Activity: This exercise needs all of the entries set down again, exactly as they read.
------------------------------------------------
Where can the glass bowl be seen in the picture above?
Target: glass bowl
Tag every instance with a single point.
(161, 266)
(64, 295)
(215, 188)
------------------------------------------------
Written answer:
Where can the glass bowl be seen in the picture above?
Target: glass bowl
Tag every instance with a single point.
(161, 266)
(64, 295)
(215, 188)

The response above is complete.